What the task asks » Find "Mark the giraffe ossicone, one" in the data, then restate the line it sits in and every later line word for word, ending with the last line.

Data extract »
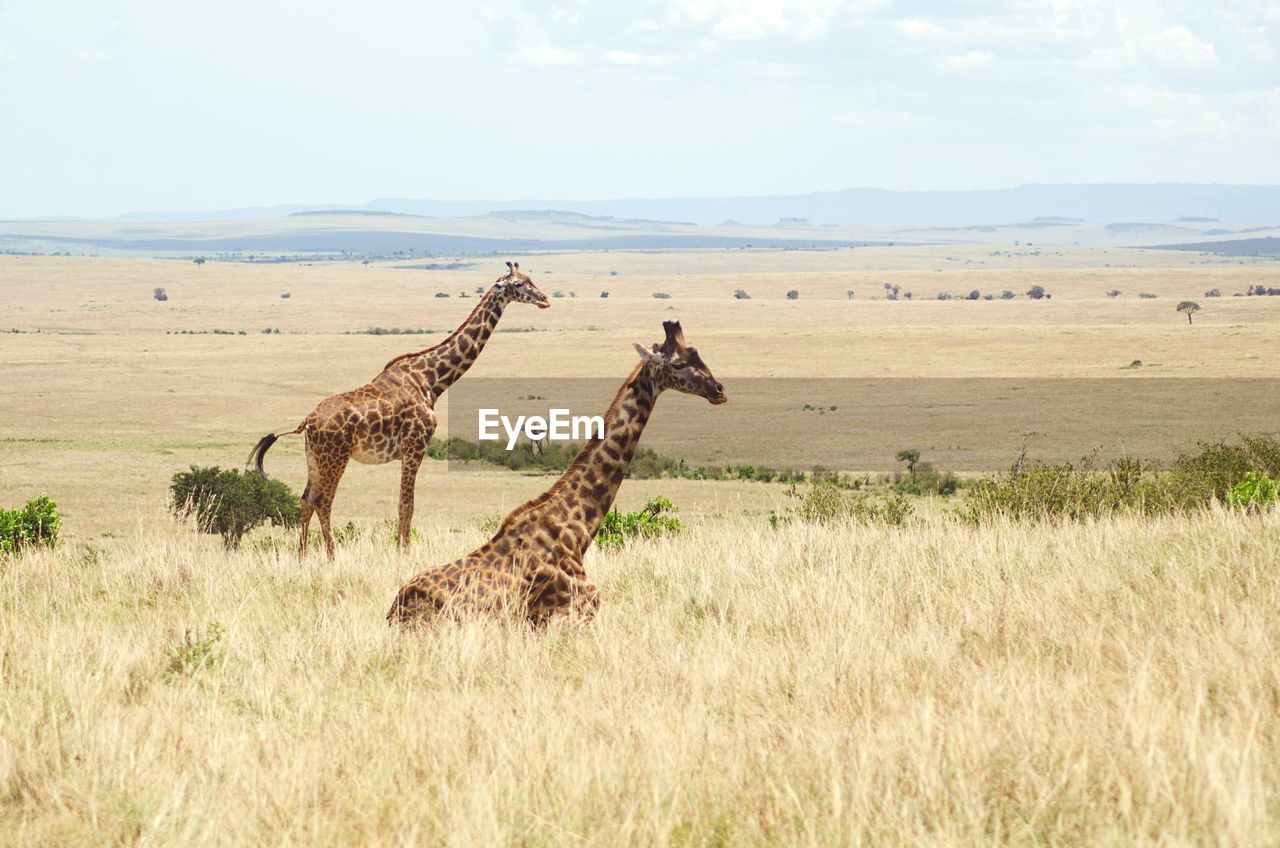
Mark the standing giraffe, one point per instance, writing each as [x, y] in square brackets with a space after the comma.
[393, 415]
[534, 564]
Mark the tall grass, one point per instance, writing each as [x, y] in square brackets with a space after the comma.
[1109, 683]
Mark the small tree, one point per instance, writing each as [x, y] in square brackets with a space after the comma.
[36, 524]
[912, 457]
[231, 502]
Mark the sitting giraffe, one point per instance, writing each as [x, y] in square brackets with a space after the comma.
[533, 566]
[393, 415]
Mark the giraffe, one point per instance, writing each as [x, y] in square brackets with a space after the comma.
[533, 566]
[393, 415]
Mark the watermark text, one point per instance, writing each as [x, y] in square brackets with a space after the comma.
[558, 427]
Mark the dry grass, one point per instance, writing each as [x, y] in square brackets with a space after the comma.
[100, 404]
[1098, 684]
[1111, 683]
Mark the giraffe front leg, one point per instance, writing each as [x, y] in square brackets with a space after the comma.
[408, 479]
[561, 589]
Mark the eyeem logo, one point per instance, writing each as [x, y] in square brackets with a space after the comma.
[558, 425]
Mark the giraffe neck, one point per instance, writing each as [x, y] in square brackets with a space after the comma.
[593, 479]
[442, 365]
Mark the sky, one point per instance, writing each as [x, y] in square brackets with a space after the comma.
[117, 105]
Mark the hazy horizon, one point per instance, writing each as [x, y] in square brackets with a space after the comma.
[140, 105]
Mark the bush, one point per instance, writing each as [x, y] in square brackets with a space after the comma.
[928, 481]
[824, 502]
[1253, 492]
[1089, 491]
[33, 525]
[653, 520]
[231, 502]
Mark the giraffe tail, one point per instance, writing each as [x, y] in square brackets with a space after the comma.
[263, 446]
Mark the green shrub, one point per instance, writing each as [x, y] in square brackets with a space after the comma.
[1253, 492]
[195, 652]
[1088, 489]
[826, 502]
[618, 528]
[35, 524]
[231, 502]
[927, 481]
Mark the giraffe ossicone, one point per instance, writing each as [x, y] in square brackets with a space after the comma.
[533, 565]
[393, 415]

Solution to this exercise »
Mark the giraffe ossicone, one point per instance, writing each as [x, y] in square brackets with a space after the comma.
[533, 565]
[393, 415]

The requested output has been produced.